Gather every line in the items below that contains the word "find", and copy each one out in full.
--- start Given data ---
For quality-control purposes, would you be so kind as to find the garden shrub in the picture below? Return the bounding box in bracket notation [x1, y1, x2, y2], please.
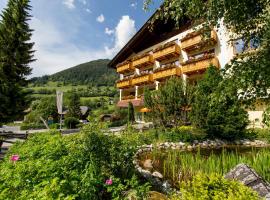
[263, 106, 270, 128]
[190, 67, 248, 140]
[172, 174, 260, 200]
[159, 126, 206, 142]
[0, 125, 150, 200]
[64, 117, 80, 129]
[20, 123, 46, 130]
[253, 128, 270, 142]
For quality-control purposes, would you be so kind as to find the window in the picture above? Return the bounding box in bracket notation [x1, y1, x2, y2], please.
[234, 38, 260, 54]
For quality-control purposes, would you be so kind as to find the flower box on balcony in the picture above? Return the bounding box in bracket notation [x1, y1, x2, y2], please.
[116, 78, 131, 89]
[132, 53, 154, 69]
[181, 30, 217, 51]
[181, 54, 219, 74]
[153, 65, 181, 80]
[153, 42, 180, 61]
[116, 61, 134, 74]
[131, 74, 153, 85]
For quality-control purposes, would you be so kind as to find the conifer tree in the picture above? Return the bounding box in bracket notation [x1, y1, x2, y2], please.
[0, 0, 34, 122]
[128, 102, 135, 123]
--- end Given data ---
--- start Given data ---
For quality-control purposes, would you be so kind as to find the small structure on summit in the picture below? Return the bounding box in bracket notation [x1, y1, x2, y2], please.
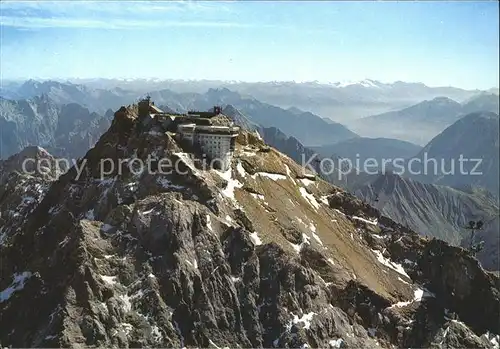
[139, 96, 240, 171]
--- end Given data ---
■ Response for this exercise:
For quality-control purposes, would you be so kind as to find the garden shrub in the picture below? Return the bounding box in bracket notation [x1, y1, x2, y2], please.
For quality-control purposes, would you be so kind as to find the window in the picture above? Return the bounding box in bracket notation [x1, y1, x2, y2], please.
For quality-control purposes, would you be so kind as to find the flower box on balcony in the picture above? Return the bounding box in bracket notation [x1, y1, x2, y2], please.
For quality-control purposes, would you be so kind as to find the conifer tree in the picture above? Return the bounding box in bracket notation [x1, y1, x2, y2], please.
For quality-control purposes, would you be so kind as to find the small structure on summit in the picture below? Return the bounding box in bracket notation [x1, y1, x2, y2], please.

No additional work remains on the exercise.